PROVIDED ENTRIES.
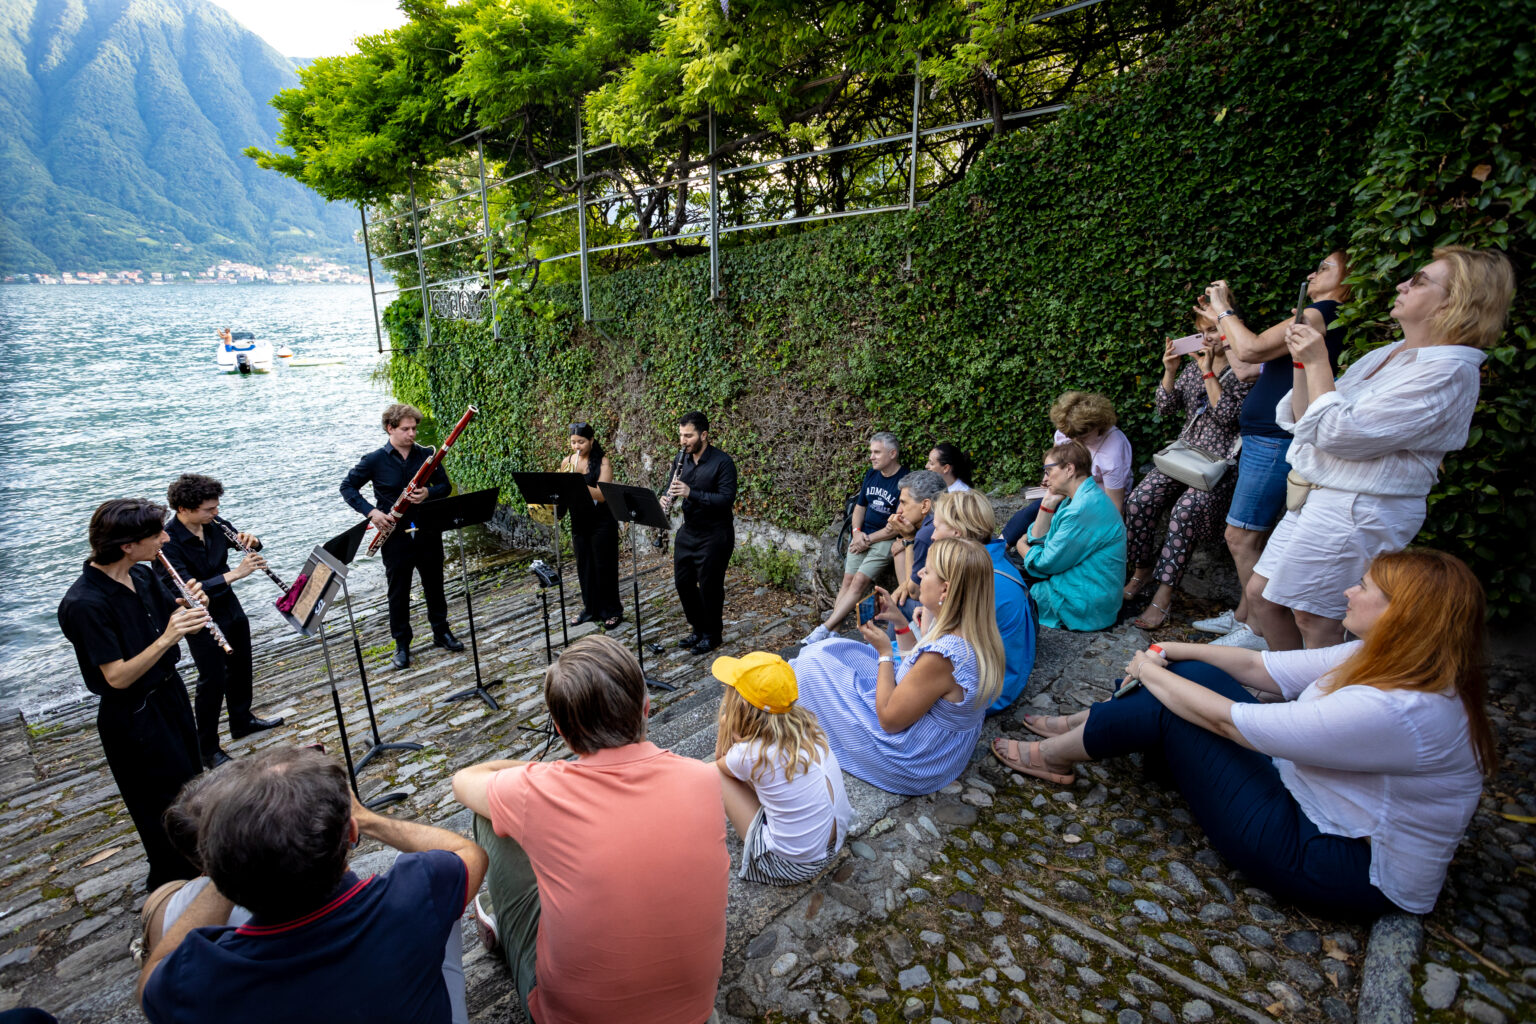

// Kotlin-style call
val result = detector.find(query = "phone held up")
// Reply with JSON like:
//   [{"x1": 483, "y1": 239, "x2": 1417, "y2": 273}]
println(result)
[
  {"x1": 1294, "y1": 280, "x2": 1311, "y2": 324},
  {"x1": 1168, "y1": 333, "x2": 1205, "y2": 358},
  {"x1": 857, "y1": 595, "x2": 878, "y2": 626}
]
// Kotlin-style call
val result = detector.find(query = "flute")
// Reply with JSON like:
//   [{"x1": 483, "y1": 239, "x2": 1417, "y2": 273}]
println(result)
[
  {"x1": 214, "y1": 518, "x2": 291, "y2": 592},
  {"x1": 156, "y1": 552, "x2": 233, "y2": 654}
]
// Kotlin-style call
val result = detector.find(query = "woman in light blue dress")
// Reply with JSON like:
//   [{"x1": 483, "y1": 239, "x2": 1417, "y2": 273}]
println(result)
[{"x1": 794, "y1": 538, "x2": 1005, "y2": 796}]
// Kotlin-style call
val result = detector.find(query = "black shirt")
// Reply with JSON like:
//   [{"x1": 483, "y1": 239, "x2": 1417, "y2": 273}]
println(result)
[
  {"x1": 160, "y1": 516, "x2": 241, "y2": 616},
  {"x1": 57, "y1": 562, "x2": 184, "y2": 701},
  {"x1": 1239, "y1": 299, "x2": 1346, "y2": 439},
  {"x1": 341, "y1": 443, "x2": 452, "y2": 517},
  {"x1": 676, "y1": 445, "x2": 737, "y2": 530}
]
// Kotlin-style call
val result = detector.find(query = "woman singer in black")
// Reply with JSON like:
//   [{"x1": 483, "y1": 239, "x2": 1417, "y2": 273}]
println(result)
[
  {"x1": 57, "y1": 499, "x2": 208, "y2": 891},
  {"x1": 560, "y1": 423, "x2": 624, "y2": 629}
]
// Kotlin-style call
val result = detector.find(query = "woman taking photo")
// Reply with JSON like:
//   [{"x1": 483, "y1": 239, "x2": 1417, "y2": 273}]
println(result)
[
  {"x1": 1122, "y1": 314, "x2": 1254, "y2": 629},
  {"x1": 1239, "y1": 246, "x2": 1516, "y2": 650},
  {"x1": 993, "y1": 548, "x2": 1494, "y2": 920},
  {"x1": 794, "y1": 538, "x2": 1004, "y2": 796},
  {"x1": 559, "y1": 423, "x2": 622, "y2": 629}
]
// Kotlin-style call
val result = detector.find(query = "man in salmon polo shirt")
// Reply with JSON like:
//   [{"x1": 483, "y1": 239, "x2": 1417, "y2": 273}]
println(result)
[{"x1": 452, "y1": 635, "x2": 729, "y2": 1024}]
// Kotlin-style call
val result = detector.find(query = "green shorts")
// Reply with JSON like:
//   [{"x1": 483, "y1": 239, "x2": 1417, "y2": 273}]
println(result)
[{"x1": 844, "y1": 539, "x2": 894, "y2": 578}]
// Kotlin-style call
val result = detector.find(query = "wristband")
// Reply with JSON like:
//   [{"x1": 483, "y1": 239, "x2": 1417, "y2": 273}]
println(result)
[
  {"x1": 878, "y1": 655, "x2": 896, "y2": 665},
  {"x1": 1293, "y1": 361, "x2": 1305, "y2": 369},
  {"x1": 1202, "y1": 372, "x2": 1216, "y2": 380},
  {"x1": 1216, "y1": 310, "x2": 1237, "y2": 322},
  {"x1": 894, "y1": 626, "x2": 911, "y2": 636}
]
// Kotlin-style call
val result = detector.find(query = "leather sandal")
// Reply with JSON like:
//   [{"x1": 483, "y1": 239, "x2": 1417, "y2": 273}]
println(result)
[
  {"x1": 1132, "y1": 600, "x2": 1170, "y2": 630},
  {"x1": 991, "y1": 738, "x2": 1075, "y2": 785},
  {"x1": 1020, "y1": 714, "x2": 1078, "y2": 739}
]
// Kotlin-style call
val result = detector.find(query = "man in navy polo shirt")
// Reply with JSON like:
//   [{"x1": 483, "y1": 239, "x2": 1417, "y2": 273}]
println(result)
[{"x1": 137, "y1": 747, "x2": 488, "y2": 1024}]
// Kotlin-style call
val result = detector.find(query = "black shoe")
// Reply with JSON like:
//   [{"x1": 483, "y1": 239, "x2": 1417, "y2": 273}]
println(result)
[
  {"x1": 229, "y1": 716, "x2": 285, "y2": 740},
  {"x1": 433, "y1": 630, "x2": 466, "y2": 653},
  {"x1": 689, "y1": 634, "x2": 722, "y2": 655},
  {"x1": 676, "y1": 633, "x2": 701, "y2": 649},
  {"x1": 602, "y1": 614, "x2": 624, "y2": 630},
  {"x1": 570, "y1": 611, "x2": 595, "y2": 627},
  {"x1": 202, "y1": 749, "x2": 233, "y2": 770},
  {"x1": 392, "y1": 644, "x2": 411, "y2": 669}
]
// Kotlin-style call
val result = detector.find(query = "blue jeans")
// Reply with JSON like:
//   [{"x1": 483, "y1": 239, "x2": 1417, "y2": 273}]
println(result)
[
  {"x1": 1082, "y1": 662, "x2": 1397, "y2": 921},
  {"x1": 1002, "y1": 500, "x2": 1043, "y2": 550},
  {"x1": 1225, "y1": 434, "x2": 1291, "y2": 531}
]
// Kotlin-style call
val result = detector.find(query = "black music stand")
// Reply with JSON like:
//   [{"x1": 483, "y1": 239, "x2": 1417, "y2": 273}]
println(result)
[
  {"x1": 278, "y1": 544, "x2": 409, "y2": 810},
  {"x1": 597, "y1": 482, "x2": 677, "y2": 692},
  {"x1": 411, "y1": 488, "x2": 504, "y2": 710},
  {"x1": 320, "y1": 521, "x2": 426, "y2": 774},
  {"x1": 509, "y1": 472, "x2": 589, "y2": 646}
]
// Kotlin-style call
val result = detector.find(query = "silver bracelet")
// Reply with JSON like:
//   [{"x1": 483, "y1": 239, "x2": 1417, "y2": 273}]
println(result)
[
  {"x1": 1215, "y1": 309, "x2": 1238, "y2": 322},
  {"x1": 878, "y1": 655, "x2": 896, "y2": 665}
]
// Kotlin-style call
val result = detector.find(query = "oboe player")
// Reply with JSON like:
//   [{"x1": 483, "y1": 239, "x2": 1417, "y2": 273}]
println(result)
[
  {"x1": 662, "y1": 411, "x2": 737, "y2": 655},
  {"x1": 57, "y1": 499, "x2": 208, "y2": 892},
  {"x1": 341, "y1": 403, "x2": 464, "y2": 669},
  {"x1": 161, "y1": 474, "x2": 285, "y2": 768}
]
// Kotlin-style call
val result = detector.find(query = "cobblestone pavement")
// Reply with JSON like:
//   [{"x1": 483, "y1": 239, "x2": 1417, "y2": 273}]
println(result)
[{"x1": 0, "y1": 552, "x2": 1531, "y2": 1024}]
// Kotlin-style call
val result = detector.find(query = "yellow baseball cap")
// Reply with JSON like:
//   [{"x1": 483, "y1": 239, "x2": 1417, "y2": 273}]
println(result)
[{"x1": 710, "y1": 651, "x2": 798, "y2": 714}]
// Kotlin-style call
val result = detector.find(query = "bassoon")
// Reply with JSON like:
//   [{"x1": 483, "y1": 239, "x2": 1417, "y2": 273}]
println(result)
[
  {"x1": 156, "y1": 552, "x2": 233, "y2": 654},
  {"x1": 365, "y1": 405, "x2": 477, "y2": 556}
]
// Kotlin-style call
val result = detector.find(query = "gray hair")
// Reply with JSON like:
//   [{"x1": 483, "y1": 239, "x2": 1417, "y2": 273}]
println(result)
[
  {"x1": 901, "y1": 470, "x2": 946, "y2": 504},
  {"x1": 870, "y1": 431, "x2": 900, "y2": 453}
]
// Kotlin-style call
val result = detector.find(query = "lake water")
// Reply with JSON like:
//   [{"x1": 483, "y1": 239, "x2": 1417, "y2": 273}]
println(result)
[{"x1": 0, "y1": 284, "x2": 415, "y2": 712}]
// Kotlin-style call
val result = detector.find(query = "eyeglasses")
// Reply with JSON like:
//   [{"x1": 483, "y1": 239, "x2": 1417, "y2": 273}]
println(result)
[
  {"x1": 1041, "y1": 462, "x2": 1061, "y2": 471},
  {"x1": 1315, "y1": 260, "x2": 1336, "y2": 273},
  {"x1": 1406, "y1": 270, "x2": 1446, "y2": 291}
]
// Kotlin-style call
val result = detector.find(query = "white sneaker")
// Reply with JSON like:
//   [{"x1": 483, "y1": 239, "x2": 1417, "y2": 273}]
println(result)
[
  {"x1": 473, "y1": 892, "x2": 500, "y2": 954},
  {"x1": 800, "y1": 624, "x2": 832, "y2": 646},
  {"x1": 1209, "y1": 623, "x2": 1268, "y2": 651},
  {"x1": 1191, "y1": 609, "x2": 1239, "y2": 635}
]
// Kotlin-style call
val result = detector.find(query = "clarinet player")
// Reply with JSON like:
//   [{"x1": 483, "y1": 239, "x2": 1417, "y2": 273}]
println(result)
[
  {"x1": 160, "y1": 474, "x2": 285, "y2": 768},
  {"x1": 57, "y1": 499, "x2": 208, "y2": 892},
  {"x1": 662, "y1": 411, "x2": 737, "y2": 655}
]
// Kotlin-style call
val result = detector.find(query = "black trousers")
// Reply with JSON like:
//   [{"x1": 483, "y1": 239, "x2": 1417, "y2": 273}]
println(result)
[
  {"x1": 185, "y1": 610, "x2": 255, "y2": 754},
  {"x1": 573, "y1": 516, "x2": 623, "y2": 620},
  {"x1": 673, "y1": 523, "x2": 734, "y2": 638},
  {"x1": 97, "y1": 673, "x2": 202, "y2": 891},
  {"x1": 381, "y1": 527, "x2": 450, "y2": 646}
]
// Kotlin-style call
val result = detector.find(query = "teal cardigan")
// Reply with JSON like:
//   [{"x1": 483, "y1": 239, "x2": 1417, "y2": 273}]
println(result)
[{"x1": 1022, "y1": 477, "x2": 1127, "y2": 631}]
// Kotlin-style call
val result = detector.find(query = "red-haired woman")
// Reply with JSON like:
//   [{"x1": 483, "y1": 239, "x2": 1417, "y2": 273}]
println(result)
[{"x1": 991, "y1": 548, "x2": 1494, "y2": 920}]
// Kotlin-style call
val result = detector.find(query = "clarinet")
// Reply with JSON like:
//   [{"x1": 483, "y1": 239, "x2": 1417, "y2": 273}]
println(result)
[
  {"x1": 214, "y1": 518, "x2": 291, "y2": 591},
  {"x1": 655, "y1": 446, "x2": 687, "y2": 553},
  {"x1": 156, "y1": 552, "x2": 233, "y2": 654}
]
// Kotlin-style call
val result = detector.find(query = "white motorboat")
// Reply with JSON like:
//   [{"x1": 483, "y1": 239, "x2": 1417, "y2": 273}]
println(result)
[{"x1": 216, "y1": 329, "x2": 274, "y2": 374}]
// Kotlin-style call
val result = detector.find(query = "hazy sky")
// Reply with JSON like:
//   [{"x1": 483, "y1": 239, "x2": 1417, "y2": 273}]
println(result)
[{"x1": 205, "y1": 0, "x2": 410, "y2": 58}]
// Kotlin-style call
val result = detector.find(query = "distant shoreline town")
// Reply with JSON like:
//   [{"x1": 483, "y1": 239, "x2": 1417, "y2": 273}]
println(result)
[{"x1": 3, "y1": 257, "x2": 369, "y2": 286}]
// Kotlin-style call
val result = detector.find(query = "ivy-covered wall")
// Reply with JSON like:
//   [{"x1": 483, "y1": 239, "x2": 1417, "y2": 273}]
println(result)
[{"x1": 391, "y1": 0, "x2": 1534, "y2": 615}]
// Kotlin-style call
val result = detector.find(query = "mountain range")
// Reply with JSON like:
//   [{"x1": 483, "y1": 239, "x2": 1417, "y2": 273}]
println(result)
[{"x1": 0, "y1": 0, "x2": 360, "y2": 274}]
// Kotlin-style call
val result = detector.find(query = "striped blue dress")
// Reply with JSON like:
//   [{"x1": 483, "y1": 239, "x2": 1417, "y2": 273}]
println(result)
[{"x1": 793, "y1": 634, "x2": 985, "y2": 796}]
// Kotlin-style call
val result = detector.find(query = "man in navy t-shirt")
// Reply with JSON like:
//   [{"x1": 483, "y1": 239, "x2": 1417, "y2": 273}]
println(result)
[
  {"x1": 138, "y1": 748, "x2": 488, "y2": 1024},
  {"x1": 801, "y1": 431, "x2": 907, "y2": 646},
  {"x1": 1198, "y1": 255, "x2": 1350, "y2": 645}
]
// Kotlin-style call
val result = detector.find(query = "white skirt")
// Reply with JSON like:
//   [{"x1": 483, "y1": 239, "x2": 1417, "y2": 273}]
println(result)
[{"x1": 1254, "y1": 486, "x2": 1426, "y2": 619}]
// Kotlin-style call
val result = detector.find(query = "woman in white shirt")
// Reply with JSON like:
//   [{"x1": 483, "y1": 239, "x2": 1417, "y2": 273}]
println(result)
[
  {"x1": 1244, "y1": 246, "x2": 1515, "y2": 650},
  {"x1": 926, "y1": 443, "x2": 974, "y2": 492},
  {"x1": 992, "y1": 547, "x2": 1495, "y2": 919}
]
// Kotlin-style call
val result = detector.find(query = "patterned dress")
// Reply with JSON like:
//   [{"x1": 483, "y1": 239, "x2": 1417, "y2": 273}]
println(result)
[
  {"x1": 793, "y1": 634, "x2": 986, "y2": 797},
  {"x1": 1124, "y1": 361, "x2": 1252, "y2": 588}
]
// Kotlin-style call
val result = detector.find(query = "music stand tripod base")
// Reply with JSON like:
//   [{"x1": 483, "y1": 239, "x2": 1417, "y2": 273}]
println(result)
[
  {"x1": 415, "y1": 488, "x2": 506, "y2": 712},
  {"x1": 597, "y1": 482, "x2": 679, "y2": 692}
]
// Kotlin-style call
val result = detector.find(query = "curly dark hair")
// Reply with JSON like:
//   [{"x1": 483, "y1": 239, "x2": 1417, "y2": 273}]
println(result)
[{"x1": 166, "y1": 473, "x2": 223, "y2": 512}]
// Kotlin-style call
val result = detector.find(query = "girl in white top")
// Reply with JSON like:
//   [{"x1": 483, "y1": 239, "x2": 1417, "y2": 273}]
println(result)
[
  {"x1": 996, "y1": 547, "x2": 1496, "y2": 919},
  {"x1": 1245, "y1": 246, "x2": 1516, "y2": 650},
  {"x1": 712, "y1": 652, "x2": 854, "y2": 885},
  {"x1": 926, "y1": 443, "x2": 974, "y2": 493}
]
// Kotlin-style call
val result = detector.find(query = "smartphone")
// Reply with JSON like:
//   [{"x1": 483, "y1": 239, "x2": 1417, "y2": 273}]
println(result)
[
  {"x1": 1294, "y1": 281, "x2": 1311, "y2": 324},
  {"x1": 1113, "y1": 677, "x2": 1142, "y2": 699},
  {"x1": 857, "y1": 595, "x2": 878, "y2": 625},
  {"x1": 1168, "y1": 332, "x2": 1205, "y2": 357}
]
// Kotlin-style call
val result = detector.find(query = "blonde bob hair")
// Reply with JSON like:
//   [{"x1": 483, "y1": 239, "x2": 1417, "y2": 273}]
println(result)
[
  {"x1": 715, "y1": 687, "x2": 831, "y2": 783},
  {"x1": 922, "y1": 537, "x2": 1005, "y2": 708},
  {"x1": 1049, "y1": 391, "x2": 1117, "y2": 439},
  {"x1": 933, "y1": 490, "x2": 996, "y2": 543},
  {"x1": 1428, "y1": 246, "x2": 1517, "y2": 349}
]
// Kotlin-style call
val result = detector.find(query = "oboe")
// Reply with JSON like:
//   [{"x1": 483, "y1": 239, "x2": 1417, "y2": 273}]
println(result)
[
  {"x1": 156, "y1": 552, "x2": 233, "y2": 654},
  {"x1": 214, "y1": 518, "x2": 291, "y2": 591}
]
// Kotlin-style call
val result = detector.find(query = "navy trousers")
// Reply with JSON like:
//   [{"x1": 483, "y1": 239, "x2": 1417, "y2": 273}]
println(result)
[{"x1": 1082, "y1": 662, "x2": 1398, "y2": 921}]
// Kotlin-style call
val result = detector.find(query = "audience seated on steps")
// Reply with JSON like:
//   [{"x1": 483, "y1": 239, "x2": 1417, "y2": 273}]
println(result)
[
  {"x1": 794, "y1": 537, "x2": 1004, "y2": 797},
  {"x1": 137, "y1": 746, "x2": 486, "y2": 1024},
  {"x1": 927, "y1": 489, "x2": 1036, "y2": 714},
  {"x1": 1018, "y1": 441, "x2": 1127, "y2": 632},
  {"x1": 993, "y1": 547, "x2": 1495, "y2": 922},
  {"x1": 1002, "y1": 391, "x2": 1132, "y2": 552},
  {"x1": 885, "y1": 469, "x2": 946, "y2": 615},
  {"x1": 1121, "y1": 308, "x2": 1256, "y2": 630},
  {"x1": 453, "y1": 635, "x2": 728, "y2": 1024},
  {"x1": 710, "y1": 651, "x2": 854, "y2": 885}
]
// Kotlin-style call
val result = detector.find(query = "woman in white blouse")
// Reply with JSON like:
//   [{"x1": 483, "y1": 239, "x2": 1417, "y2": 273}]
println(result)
[
  {"x1": 1243, "y1": 246, "x2": 1515, "y2": 650},
  {"x1": 993, "y1": 547, "x2": 1496, "y2": 919}
]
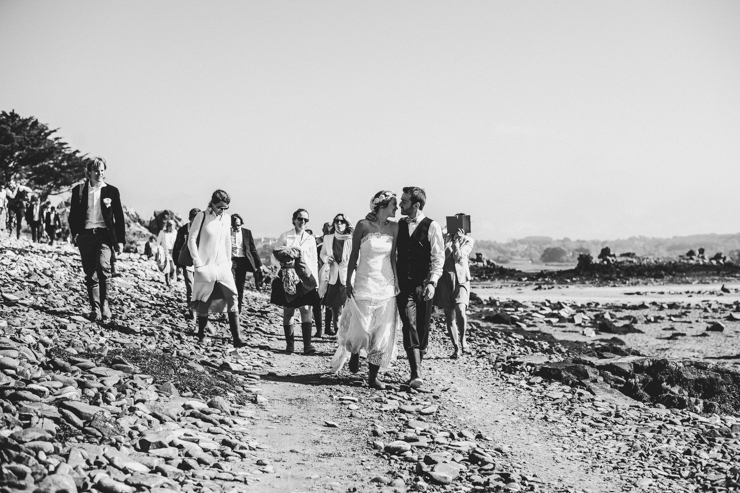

WORK TO BE COMPLETED. Throughout the material above, report each line holding the word "music".

WRITTEN RESPONSE.
val result = detector.find(query = "black music stand")
val result = detector.find(query = "music stand tripod base")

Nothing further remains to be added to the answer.